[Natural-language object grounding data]

——————————

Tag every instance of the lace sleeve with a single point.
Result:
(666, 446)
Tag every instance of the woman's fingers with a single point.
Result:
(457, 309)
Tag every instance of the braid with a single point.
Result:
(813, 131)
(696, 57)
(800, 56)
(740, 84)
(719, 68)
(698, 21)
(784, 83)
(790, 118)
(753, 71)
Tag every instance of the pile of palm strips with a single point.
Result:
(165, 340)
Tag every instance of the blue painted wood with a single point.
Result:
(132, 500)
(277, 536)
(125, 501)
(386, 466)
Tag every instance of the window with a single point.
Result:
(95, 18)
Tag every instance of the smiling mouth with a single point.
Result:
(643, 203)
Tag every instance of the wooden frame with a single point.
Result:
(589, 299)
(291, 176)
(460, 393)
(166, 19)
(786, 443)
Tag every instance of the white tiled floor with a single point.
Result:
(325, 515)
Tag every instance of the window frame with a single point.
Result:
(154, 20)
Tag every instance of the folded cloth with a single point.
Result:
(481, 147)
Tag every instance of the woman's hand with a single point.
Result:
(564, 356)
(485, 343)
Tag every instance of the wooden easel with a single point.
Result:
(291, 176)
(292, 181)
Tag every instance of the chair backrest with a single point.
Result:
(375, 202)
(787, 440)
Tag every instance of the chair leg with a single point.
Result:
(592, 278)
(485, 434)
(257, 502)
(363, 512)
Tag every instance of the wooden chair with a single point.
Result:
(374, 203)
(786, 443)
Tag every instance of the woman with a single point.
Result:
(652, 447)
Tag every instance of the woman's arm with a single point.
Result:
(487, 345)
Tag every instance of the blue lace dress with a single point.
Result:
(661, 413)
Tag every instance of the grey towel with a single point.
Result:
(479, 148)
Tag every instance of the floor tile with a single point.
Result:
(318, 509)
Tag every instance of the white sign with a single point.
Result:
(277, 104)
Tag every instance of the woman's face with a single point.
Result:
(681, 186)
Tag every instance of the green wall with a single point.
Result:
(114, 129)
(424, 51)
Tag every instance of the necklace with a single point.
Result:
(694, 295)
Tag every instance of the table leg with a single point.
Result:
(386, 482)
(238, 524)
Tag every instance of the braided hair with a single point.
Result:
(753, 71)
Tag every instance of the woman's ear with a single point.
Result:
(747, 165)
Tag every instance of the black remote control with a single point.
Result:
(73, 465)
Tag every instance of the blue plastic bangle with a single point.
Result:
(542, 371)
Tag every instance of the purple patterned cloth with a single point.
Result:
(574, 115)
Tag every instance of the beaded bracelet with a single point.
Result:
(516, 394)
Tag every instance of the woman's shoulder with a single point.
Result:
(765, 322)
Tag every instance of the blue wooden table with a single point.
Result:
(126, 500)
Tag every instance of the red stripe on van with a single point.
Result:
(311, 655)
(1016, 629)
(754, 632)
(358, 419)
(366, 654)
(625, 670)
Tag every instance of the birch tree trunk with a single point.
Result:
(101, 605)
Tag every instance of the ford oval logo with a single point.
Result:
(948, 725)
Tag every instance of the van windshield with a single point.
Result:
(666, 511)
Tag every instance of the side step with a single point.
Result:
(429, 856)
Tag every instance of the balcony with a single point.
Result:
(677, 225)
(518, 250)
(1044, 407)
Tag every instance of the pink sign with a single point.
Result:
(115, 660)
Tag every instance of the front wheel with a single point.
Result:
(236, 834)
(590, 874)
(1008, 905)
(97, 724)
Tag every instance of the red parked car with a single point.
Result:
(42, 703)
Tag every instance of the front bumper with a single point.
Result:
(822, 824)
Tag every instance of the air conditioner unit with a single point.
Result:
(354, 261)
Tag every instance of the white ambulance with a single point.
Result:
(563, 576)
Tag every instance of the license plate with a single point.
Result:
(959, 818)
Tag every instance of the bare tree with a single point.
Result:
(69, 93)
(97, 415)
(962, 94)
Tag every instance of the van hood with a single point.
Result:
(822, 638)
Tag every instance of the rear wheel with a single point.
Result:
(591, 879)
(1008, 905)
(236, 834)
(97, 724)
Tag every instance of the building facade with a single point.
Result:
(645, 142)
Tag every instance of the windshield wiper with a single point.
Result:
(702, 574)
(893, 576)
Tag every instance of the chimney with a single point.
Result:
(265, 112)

——————————

Try it: Copy every line from the data that includes the string "floor".

Solved exercise:
Tag every instance of the white tiled floor with a single point.
Tag every instance of the floor tile with a single point.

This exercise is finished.